Source passage ▸

Purgatorio, Canto VI: 1-4
Osama bin Laden: "When people see a strong horse and a weak horse, by nature they will like the strong horse."

Some will. Some won't.

Thursday, November 06, 2008

Here it comes . . .

I had hoped to believe at least for a while that things are not as bad as I had predicted in my earlier posts they would be, but alas the news is already coming in, suggesting that the political tsunami is on its way.

This from my friend Mark Gordon:
Nancy Keenan, president of NARAL Pro-Choice America, offered this moving tidbit:

"Last night, while standing just a few feet from the podium from which our next pro-choice president spoke, I was overcome with pride and emotion. Would it have been possible to react in any other way? I was so proud of what pro-choice America did to make this historic moment possible and I knew in that moment that the electricity I felt in this crowd in Chicago was being felt across the country."

Read it all here.
The fact that the president of NARAL Pro-Choice America was standing a few feet from the podium at which president-elect Obama gave his victory oration says all that needs to be said about how deadly serious he was when he declared: "I will not yield and Planned Parenthood will not yield."

And then this from Piero Tozzi at C-FAM:
Douglas Kmiec, the “pro-life” law professor whose outspoken stumping for Barrack Obama dismayed former allies, recently speculated that the President-elect would likely tap Supreme Court Justices . . . Kmiec’s list includes Yale Law School Dean Harold Hongju Koh . . .

Exercise set ▸
1. In the blog post, why does the writer give up the hope that things are not as bad as predicted?
2. Can you rewrite the blog post from "And then this" to "Hongju Koh . . .", replacing "law professor" with "legal scholar"?
3. Answer these questions about the blog post:
(a) On what date is the post dated?
(b) Who is the president of NARAL Pro-Choice America?
(c) In what city was the crowd whose electricity Nancy Keenan describes?

[Natural language region descriptions]
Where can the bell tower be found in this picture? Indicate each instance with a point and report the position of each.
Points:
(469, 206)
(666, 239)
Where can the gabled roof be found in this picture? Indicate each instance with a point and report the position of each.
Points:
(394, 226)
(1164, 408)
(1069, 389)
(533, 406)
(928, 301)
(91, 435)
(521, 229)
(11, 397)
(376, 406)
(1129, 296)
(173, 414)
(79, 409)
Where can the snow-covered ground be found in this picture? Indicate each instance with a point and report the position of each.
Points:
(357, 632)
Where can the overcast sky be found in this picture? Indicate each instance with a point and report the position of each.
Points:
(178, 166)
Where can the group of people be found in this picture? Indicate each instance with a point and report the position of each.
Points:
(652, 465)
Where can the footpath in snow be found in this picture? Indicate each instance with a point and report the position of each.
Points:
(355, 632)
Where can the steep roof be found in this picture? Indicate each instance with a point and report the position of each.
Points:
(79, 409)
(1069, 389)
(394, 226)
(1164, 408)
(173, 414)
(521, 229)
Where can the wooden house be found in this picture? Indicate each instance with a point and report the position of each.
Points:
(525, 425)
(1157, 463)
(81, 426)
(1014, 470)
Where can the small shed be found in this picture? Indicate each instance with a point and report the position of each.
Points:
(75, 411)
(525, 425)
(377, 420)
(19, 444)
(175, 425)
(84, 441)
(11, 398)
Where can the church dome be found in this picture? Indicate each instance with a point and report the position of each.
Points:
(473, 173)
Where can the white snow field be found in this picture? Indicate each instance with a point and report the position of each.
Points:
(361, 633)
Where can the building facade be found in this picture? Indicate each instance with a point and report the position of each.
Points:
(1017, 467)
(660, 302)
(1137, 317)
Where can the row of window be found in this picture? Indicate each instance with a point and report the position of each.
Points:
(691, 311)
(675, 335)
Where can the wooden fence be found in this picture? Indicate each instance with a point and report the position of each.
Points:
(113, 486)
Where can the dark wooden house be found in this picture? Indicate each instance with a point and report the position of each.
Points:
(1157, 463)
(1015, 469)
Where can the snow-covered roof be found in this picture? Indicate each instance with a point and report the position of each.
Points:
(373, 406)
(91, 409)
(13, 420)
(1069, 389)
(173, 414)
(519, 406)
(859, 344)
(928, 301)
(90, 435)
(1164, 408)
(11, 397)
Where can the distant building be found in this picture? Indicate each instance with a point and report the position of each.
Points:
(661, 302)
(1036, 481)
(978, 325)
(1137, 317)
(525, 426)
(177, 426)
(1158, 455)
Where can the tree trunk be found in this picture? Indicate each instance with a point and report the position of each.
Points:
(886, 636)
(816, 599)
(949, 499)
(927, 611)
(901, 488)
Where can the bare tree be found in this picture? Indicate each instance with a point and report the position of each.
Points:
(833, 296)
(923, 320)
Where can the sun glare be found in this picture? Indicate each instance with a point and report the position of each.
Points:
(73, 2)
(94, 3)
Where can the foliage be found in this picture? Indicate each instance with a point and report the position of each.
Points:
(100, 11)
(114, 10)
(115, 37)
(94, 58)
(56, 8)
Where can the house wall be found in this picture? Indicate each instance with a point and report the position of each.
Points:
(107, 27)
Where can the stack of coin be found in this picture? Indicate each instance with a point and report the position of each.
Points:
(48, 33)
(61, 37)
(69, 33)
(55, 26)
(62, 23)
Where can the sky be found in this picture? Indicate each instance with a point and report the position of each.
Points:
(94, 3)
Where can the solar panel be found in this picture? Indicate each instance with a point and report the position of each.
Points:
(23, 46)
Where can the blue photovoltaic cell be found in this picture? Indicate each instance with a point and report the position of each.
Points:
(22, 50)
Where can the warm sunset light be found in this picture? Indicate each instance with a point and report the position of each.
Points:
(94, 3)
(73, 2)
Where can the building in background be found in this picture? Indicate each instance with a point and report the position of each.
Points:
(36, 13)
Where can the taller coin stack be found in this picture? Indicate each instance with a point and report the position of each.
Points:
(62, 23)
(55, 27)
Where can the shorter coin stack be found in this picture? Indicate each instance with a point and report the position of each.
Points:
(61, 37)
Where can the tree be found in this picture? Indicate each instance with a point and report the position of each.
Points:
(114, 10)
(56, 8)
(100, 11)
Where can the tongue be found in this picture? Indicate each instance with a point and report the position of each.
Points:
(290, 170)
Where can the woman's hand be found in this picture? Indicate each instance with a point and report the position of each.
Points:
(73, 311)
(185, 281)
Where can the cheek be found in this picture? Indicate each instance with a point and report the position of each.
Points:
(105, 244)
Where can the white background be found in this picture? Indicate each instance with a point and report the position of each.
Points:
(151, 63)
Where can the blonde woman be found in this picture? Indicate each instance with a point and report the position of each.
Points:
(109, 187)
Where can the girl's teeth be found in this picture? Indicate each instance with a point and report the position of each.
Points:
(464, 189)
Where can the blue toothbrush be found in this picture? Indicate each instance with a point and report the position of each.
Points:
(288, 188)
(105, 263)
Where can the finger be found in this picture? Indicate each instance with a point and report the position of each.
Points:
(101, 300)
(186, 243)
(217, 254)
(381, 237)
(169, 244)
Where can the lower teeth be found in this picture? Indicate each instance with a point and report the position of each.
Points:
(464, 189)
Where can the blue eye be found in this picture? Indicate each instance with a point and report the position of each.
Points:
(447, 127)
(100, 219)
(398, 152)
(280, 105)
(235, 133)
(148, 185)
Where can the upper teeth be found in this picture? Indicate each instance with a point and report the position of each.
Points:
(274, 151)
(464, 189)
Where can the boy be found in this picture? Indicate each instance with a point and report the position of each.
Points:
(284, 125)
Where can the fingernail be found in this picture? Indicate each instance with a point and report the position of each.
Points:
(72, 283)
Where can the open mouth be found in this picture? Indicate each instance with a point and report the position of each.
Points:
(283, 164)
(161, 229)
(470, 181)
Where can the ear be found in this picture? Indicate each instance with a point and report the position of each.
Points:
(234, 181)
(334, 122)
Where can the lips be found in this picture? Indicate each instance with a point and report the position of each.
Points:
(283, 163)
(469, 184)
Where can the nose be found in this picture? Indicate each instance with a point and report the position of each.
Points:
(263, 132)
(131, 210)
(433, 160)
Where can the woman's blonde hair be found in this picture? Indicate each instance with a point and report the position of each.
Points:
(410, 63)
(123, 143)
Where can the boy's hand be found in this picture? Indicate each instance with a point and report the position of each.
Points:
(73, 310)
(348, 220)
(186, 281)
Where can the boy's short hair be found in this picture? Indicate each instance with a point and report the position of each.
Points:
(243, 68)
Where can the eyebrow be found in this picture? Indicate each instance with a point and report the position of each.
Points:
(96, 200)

Written answers ▸
1. The writer gives up that hope because the news is already coming in, suggesting that the political tsunami is on its way.

2.
And then this from Piero Tozzi at C-FAM:
Douglas Kmiec, the “pro-life” legal scholar whose outspoken stumping for Barrack Obama dismayed former allies, recently speculated that the President-elect would likely tap Supreme Court Justices . . . Kmiec’s list includes Yale Law School Dean Harold Hongju Koh . . .

3.
(a) Thursday, November 06, 2008
(b) Nancy Keenan
(c) Chicago